- _EXERCISE MATERIALS_:
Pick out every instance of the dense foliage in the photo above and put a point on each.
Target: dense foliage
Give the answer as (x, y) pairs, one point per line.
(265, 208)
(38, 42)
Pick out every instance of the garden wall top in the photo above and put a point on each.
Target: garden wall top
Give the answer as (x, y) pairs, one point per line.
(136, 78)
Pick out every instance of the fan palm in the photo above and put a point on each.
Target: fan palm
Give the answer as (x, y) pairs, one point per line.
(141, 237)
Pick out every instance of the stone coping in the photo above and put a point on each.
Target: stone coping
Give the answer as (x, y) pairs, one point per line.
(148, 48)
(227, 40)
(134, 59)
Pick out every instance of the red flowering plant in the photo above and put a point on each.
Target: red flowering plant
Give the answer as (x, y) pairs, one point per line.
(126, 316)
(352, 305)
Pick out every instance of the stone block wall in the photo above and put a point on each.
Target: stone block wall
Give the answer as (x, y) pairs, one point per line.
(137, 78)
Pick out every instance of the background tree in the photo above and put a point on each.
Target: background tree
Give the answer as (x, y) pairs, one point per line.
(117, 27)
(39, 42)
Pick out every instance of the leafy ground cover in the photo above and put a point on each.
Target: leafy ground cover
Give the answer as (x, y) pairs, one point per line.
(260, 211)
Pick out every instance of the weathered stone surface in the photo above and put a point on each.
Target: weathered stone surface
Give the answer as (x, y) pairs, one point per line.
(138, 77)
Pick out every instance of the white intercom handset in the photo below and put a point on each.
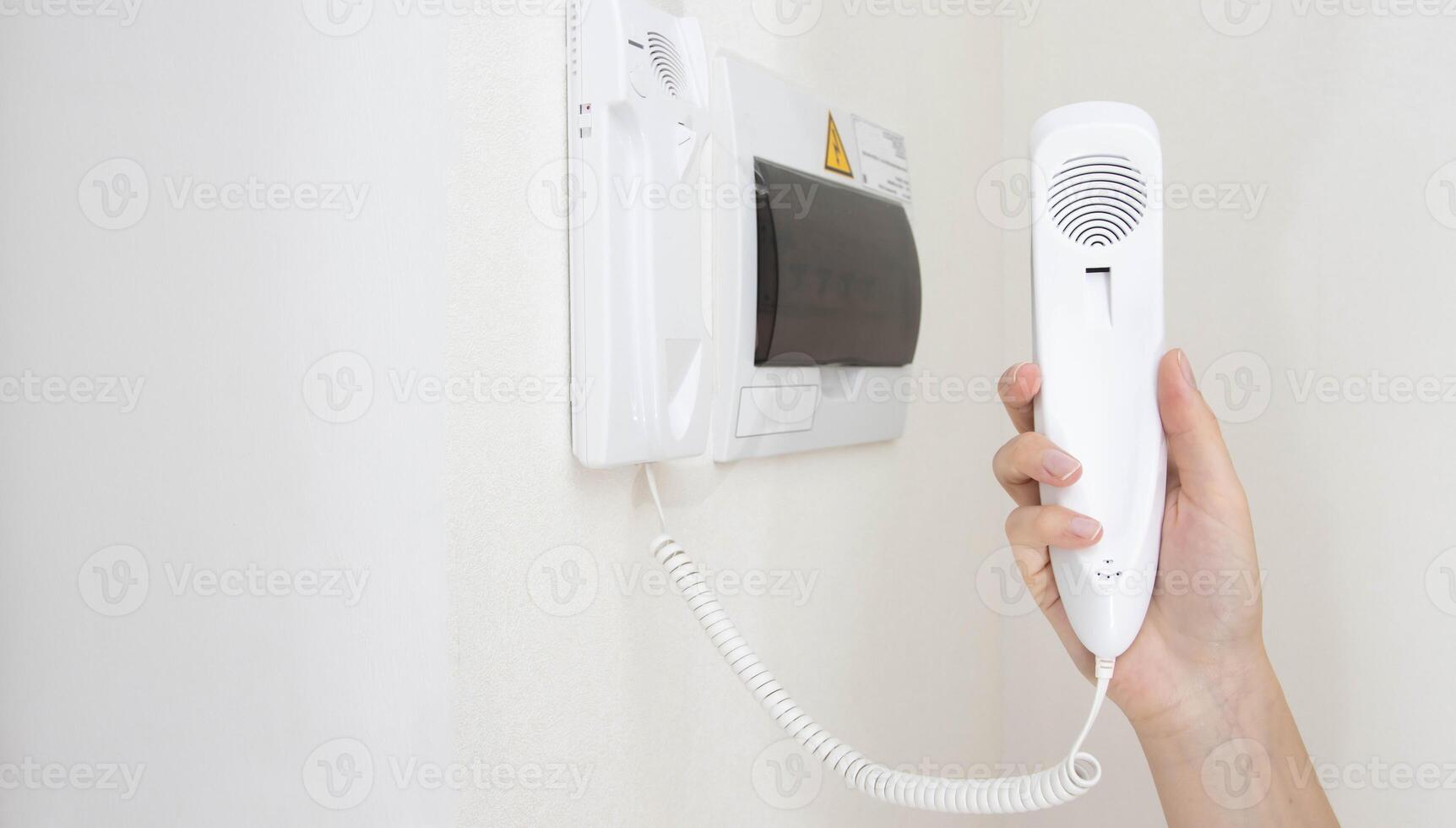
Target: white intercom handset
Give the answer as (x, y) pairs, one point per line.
(1098, 295)
(637, 127)
(637, 118)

- _TASK BRIEF_: Convert the data above into a Markdown table with two columns, Row and Text, giving each nonblank line its own numbered row. Omit the pictures from the table.

- _FULL ANSWER_:
| Row | Text |
|---|---|
| 1 | Pick out every instance of the dense foliage in the photo above and put a point on each. |
| 2 | Target: dense foliage |
| 3 | Give the answer as (x, y) pairs, one point per line. |
| 4 | (265, 208) |
| 5 | (38, 42) |
| 6 | Pick out every instance of the garden wall top in the photo above and put a point on each. |
| 7 | Target: garden wall top |
| 8 | Give the answer as (x, y) pairs, one point per line. |
| 9 | (136, 78) |
| 10 | Pick out every instance of the fan palm in the photo above and put a point on each. |
| 11 | Target: fan palm |
| 12 | Give the answer as (x, y) pairs, one point per line. |
| 13 | (141, 237) |
| 14 | Pick out every instance of the stone coping in the photo above and put a point on each. |
| 15 | Target: stone coping |
| 16 | Give the answer as (x, y) pairs, one point per line. |
| 17 | (148, 48) |
| 18 | (227, 40) |
| 19 | (134, 59) |
| 20 | Pick out every instance of the red flowering plant in the photo above and put a point on each. |
| 21 | Target: red flowering plant |
| 22 | Give the answer as (x, y) pairs, one point per line. |
| 23 | (126, 316) |
| 24 | (352, 305) |
| 25 | Pick out every instance of the stone block wall in the photo above and put a point on each. |
| 26 | Target: stone block wall |
| 27 | Give the answer as (x, y) pairs, one point per line. |
| 28 | (137, 78) |
| 29 | Pick out every instance of the background tree in the photo above and put a point on each. |
| 30 | Target: background tree |
| 31 | Give the answer as (x, y) pairs, one point per line. |
| 32 | (117, 27) |
| 33 | (39, 42) |
| 34 | Pick out every instance of the leafy ground cover in the photo above and put a point on each. |
| 35 | Target: leafy ground cover |
| 36 | Give the answer as (x, y) pairs, one point per line. |
| 37 | (260, 211) |
| 38 | Pick out every instance of the weathered stone surface in the photo above and put a point on each. |
| 39 | Target: weathered stone surface |
| 40 | Give the answer as (x, y) pairs, one point per line. |
| 41 | (138, 77) |
| 42 | Pick out every instance of the white intercom handset in the photo below and put a point on each. |
| 43 | Target: white intercom handset |
| 44 | Give the answer as (x, y) pairs, one point per line. |
| 45 | (1098, 295) |
| 46 | (637, 127) |
| 47 | (637, 118) |